▸ **PROBLEM DETAILS**
If a line in the records below contains the word "before", copy it out.

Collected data
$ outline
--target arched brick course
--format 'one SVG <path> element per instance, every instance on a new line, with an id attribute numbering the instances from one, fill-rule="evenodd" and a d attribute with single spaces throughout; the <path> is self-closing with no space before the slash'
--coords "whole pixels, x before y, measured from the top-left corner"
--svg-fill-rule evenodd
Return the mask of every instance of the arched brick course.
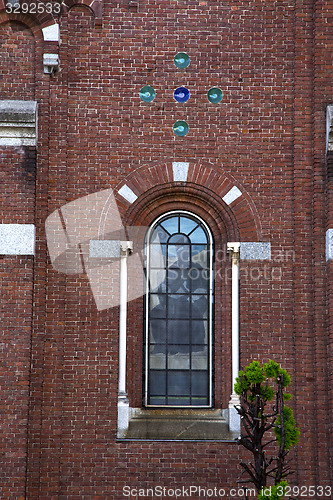
<path id="1" fill-rule="evenodd" d="M 6 12 L 6 3 L 6 0 L 0 0 L 0 24 L 5 21 L 19 21 L 28 26 L 35 34 L 35 32 L 41 32 L 43 28 L 51 26 L 52 24 L 57 24 L 58 22 L 53 14 L 46 11 L 36 12 L 34 14 L 14 14 Z M 43 36 L 42 33 L 40 33 L 40 36 Z"/>
<path id="2" fill-rule="evenodd" d="M 119 194 L 123 186 L 137 196 L 133 204 Z M 228 205 L 223 198 L 234 187 L 241 195 Z M 123 216 L 130 223 L 135 219 L 147 223 L 152 214 L 157 216 L 162 205 L 168 205 L 168 197 L 172 195 L 173 205 L 204 202 L 206 211 L 209 212 L 210 207 L 214 214 L 212 218 L 219 214 L 224 221 L 229 240 L 260 241 L 262 238 L 260 219 L 250 195 L 233 176 L 206 162 L 190 163 L 186 182 L 173 180 L 171 161 L 140 167 L 118 184 L 115 194 Z M 202 202 L 198 202 L 200 198 Z"/>
<path id="3" fill-rule="evenodd" d="M 103 16 L 103 3 L 101 0 L 65 0 L 62 2 L 62 12 L 68 12 L 74 6 L 85 5 L 95 16 L 95 23 L 101 24 Z"/>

▸ **COMPLETED EXERCISE**
--format 'one SVG <path> element per instance, every instance on a new line, with an id attribute numbering the instances from one, fill-rule="evenodd" and a d attribute with single spaces throughout; the <path> is self-closing with no space before the slash'
--coords "whole pixels, x before y, measured from the top-left corner"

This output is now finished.